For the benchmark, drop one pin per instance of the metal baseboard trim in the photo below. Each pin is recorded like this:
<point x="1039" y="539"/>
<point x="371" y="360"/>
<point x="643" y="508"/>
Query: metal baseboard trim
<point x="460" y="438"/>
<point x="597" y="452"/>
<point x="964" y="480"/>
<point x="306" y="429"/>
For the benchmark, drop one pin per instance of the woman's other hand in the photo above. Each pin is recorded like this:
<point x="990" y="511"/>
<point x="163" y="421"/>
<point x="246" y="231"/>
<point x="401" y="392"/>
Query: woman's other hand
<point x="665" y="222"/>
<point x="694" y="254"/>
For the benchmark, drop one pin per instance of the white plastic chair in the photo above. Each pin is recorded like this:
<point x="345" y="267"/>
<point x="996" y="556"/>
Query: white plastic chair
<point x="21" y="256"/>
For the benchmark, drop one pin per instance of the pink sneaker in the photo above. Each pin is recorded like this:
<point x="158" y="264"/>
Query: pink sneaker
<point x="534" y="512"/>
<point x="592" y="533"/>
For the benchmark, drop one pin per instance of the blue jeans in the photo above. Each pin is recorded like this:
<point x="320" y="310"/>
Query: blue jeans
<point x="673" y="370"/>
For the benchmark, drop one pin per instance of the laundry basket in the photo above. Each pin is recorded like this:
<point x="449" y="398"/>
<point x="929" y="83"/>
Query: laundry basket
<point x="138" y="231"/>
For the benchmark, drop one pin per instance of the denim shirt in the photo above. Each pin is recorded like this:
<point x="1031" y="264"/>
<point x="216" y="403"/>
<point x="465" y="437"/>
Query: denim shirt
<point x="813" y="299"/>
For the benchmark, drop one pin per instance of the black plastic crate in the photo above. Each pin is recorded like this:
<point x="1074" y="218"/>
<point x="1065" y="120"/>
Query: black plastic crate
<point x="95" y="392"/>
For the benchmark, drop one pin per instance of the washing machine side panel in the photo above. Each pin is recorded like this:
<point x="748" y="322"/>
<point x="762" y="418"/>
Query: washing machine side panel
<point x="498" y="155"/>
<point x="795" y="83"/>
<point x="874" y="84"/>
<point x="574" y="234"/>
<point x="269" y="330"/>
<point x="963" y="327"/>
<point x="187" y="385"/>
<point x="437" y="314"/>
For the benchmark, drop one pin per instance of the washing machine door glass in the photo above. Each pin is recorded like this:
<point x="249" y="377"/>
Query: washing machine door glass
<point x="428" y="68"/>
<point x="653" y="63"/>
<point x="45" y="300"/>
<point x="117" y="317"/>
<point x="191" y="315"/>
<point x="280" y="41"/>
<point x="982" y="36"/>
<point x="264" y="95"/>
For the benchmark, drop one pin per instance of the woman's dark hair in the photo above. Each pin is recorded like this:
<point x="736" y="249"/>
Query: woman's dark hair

**EXERCISE BRIEF:**
Render the stretch of the data from the line containing "For the benchmark, drop one pin per instance of the black" through the end of the data as a Markdown table with the columns No. and Line, skipping any blank lines.

**RESULT OF THE TASK:**
| No. | Line |
|---|---|
| 1 | For the benchmark, drop one pin per instance of the black plastic crate in the photo above. Each pin is recorded like this: |
| 2 | <point x="1074" y="218"/> |
| 3 | <point x="1065" y="120"/> |
| 4 | Query: black plastic crate |
| 5 | <point x="95" y="392"/> |
| 6 | For the benchmark, drop one pin per instance of the washing machine side panel in the photo above. Each pin is recorded like this: |
| 7 | <point x="748" y="322"/> |
| 8 | <point x="762" y="418"/> |
| 9 | Query: washing machine side panel |
| 10 | <point x="498" y="155"/> |
| 11 | <point x="795" y="83"/> |
| 12 | <point x="874" y="84"/> |
| 13 | <point x="574" y="234"/> |
| 14 | <point x="269" y="330"/> |
| 15 | <point x="963" y="327"/> |
| 16 | <point x="187" y="385"/> |
| 17 | <point x="437" y="314"/> |
| 18 | For the benchmark, drop one pin per instance of the washing machine door glass in the photo above. Each pin is recorded like this: |
| 19 | <point x="249" y="377"/> |
| 20 | Query: washing machine door glass |
| 21 | <point x="428" y="68"/> |
| 22 | <point x="653" y="63"/> |
| 23 | <point x="45" y="300"/> |
| 24 | <point x="117" y="317"/> |
| 25 | <point x="191" y="315"/> |
| 26 | <point x="280" y="41"/> |
| 27 | <point x="982" y="36"/> |
| 28 | <point x="264" y="95"/> |
| 29 | For the benchmark, drop one pin per instance of the woman's dark hair in the photo above. Each pin is recorded like this: |
| 30 | <point x="736" y="249"/> |
| 31 | Query: woman's dark hair |